(SELECTED PASSAGE):
= Beginning of Section =

The treatment and management of diseases and conditions is one of the most heavily studied areas of science. New discoveries are made every day, some of which have the power to transform medical practices. A recent study by molecular and cellular biologists indicates that the way in which personalized medicine is practiced may truly transform. Scientists have been able to use gene insertion to transform one type of cell into another type of cell. Adding genes into the original cells is a highly intricate process that involves a significant time investment. Additionally, when using gene insertion to transform cells, there is the possibility one of the genes meant for insertion could end up on a chromosome and activate a cancer-causing gene. New studies published online by Cell Stem Cell states that scientists have successfully transformed skin cells into neurons without the use of gene insertion.
The studies published online by Cell Stem Cell assert that scientists have been able to transform one type of cell into another type of cell with a less invasive and time consuming process. The new transforming technique involves the addition of a specific set of chemicals to the cells. Gang Pei, a co-author of one of the studies and a biochemist at the Shanghai Institutes for Biological Sciences in China explains that the crucial element in this new way of transforming cells is the use of small molecule chemicals. These small molecule chemicals go into the cell and enter the nucleus of the cell, the part that contains DNA. From here, the small molecule chemicals are able to alter the activity of a gene. Pei, and the team he led, spent enormous amounts of time researching the exact chemical concoction that can transform cells; in the study they transformed skin cells into neurons. The specific group of chemicals used by Pei and his team are labeled VCRFSGY and these chemicals work in stages. VCRF, the first four chemicals, begin the process by altering physical traits on a gene known as Tuj1 (a gene that is specifically active in neurons). Without the last three chemicals, the altered cell exists in an ambiguous state being neither a skin cell nor a neuron. The SGY chemicals amplify the neurological development that VCRF initiated which results in cells that looked, and acted like, neurons.In a second study, researchers in China were able to achieve the same results in mice using different chemicals.

= End of Section =

(THE DATA):
= Beginning of Section =

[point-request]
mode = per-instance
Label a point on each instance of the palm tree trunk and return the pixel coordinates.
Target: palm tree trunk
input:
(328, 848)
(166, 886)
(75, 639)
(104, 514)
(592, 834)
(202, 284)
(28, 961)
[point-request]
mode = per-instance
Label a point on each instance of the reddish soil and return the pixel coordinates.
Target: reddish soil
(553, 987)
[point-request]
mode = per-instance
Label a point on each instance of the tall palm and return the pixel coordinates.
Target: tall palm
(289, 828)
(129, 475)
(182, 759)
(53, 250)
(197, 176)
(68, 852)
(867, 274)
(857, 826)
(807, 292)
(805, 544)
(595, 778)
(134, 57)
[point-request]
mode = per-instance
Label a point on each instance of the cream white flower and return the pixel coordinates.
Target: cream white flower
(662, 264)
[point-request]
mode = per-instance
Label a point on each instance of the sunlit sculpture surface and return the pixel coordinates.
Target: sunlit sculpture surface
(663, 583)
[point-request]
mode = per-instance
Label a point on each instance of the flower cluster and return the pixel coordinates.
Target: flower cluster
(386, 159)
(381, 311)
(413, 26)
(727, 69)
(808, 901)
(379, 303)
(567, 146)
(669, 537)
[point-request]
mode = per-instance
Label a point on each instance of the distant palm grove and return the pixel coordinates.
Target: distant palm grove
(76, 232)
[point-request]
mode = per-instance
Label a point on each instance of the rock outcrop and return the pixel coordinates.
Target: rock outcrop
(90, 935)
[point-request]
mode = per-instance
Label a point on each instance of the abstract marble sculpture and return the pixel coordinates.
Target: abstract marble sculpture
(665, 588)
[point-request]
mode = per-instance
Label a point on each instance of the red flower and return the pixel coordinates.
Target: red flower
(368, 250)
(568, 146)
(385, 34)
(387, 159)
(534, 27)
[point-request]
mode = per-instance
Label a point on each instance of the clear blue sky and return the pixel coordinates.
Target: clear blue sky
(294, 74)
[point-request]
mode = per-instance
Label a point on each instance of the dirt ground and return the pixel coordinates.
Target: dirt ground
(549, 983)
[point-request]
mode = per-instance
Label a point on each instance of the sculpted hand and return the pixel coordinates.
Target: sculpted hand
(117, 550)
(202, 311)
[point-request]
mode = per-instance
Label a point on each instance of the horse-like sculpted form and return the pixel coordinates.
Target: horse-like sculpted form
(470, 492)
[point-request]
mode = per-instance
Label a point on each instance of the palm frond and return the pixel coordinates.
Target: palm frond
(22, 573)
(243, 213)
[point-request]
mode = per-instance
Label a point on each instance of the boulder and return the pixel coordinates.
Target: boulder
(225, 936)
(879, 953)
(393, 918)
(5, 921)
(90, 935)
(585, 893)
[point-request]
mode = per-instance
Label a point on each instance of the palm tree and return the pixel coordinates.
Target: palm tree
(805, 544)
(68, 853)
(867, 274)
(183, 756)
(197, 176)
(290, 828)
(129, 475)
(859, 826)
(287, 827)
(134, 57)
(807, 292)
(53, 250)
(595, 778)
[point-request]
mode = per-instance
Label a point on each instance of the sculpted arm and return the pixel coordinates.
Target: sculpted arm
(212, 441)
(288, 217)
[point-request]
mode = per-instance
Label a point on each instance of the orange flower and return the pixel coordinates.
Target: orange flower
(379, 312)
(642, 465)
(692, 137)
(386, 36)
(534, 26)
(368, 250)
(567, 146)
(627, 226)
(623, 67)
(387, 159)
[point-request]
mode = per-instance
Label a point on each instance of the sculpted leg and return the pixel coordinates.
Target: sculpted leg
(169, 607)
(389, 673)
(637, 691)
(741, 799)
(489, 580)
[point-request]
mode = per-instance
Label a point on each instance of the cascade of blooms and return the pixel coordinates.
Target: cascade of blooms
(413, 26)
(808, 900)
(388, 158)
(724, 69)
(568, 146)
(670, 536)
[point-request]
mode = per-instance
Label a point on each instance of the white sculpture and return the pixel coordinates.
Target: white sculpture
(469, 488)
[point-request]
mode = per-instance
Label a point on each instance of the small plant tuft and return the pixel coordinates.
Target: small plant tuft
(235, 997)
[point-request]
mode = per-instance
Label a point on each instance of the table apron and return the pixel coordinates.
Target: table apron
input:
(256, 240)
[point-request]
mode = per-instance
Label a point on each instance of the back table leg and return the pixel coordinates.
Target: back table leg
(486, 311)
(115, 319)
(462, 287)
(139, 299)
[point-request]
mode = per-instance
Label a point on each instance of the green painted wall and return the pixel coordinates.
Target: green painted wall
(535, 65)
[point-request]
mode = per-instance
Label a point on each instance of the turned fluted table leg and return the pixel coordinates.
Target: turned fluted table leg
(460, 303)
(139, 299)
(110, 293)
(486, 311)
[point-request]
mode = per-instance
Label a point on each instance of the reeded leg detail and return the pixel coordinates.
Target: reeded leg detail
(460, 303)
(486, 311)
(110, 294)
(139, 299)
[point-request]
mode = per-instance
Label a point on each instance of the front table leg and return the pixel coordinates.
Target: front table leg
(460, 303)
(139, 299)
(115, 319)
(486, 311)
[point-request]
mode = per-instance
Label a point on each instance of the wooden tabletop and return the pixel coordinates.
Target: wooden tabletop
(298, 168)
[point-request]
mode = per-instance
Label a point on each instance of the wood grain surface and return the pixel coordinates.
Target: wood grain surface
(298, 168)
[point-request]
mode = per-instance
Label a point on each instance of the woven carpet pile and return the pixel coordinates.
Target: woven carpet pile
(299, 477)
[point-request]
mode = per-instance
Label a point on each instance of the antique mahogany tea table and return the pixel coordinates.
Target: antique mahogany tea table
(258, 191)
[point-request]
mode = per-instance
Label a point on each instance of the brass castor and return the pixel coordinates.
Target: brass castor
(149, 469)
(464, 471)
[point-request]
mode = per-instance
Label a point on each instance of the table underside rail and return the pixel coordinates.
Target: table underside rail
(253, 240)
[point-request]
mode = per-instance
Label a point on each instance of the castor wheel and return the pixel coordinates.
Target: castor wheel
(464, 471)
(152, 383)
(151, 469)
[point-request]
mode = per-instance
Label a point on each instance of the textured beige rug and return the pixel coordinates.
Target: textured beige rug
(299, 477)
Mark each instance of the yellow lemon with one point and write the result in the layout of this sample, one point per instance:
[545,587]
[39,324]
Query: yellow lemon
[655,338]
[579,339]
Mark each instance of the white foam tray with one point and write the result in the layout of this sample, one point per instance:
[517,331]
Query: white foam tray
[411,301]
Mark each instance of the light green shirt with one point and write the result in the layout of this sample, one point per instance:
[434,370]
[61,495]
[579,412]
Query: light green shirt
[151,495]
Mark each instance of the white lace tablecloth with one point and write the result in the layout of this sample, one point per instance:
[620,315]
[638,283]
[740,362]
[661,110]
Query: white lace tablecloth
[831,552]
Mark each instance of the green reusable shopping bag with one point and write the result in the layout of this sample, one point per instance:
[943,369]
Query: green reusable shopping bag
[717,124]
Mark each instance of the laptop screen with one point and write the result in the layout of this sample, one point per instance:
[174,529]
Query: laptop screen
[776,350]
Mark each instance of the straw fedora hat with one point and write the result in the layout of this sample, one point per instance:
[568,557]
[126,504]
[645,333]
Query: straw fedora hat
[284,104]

= End of Section =

(THE TASK):
Please pick up the article on turning skin cells into neurons with chemicals and continue it from its last sentence.

(ANSWER BOX):
Why it Matters
With two separate studies, and two sets of chemicals, producing the same results, molecular and cell biologists believe that this process could compete with gene insertion in order to reprogram and transform cells. They believe that the process of using small molecule chemicals will especially benefit the field of personalized medicine. These study is exciting because with these processes, a patient’s own cells can be used to treat illnesses and other conditions. Pei’s team was able to transform skin cells from an Alzheimer’s patient into neurons that exhibited markers of Alzheimer’s disease. With this process, researchers would be able to safely and accurately research the disease and perform drug tests on the transformed cells without endangering the patient.
These studies indicate that medical research and development continues to reach new and exciting heights constantly, which provides the scientific community with hope that disease study will advance to the point where cures are possible. These studies are just the beginning of the powers of cell-transforming technology and only time will tell what will be possible in the future.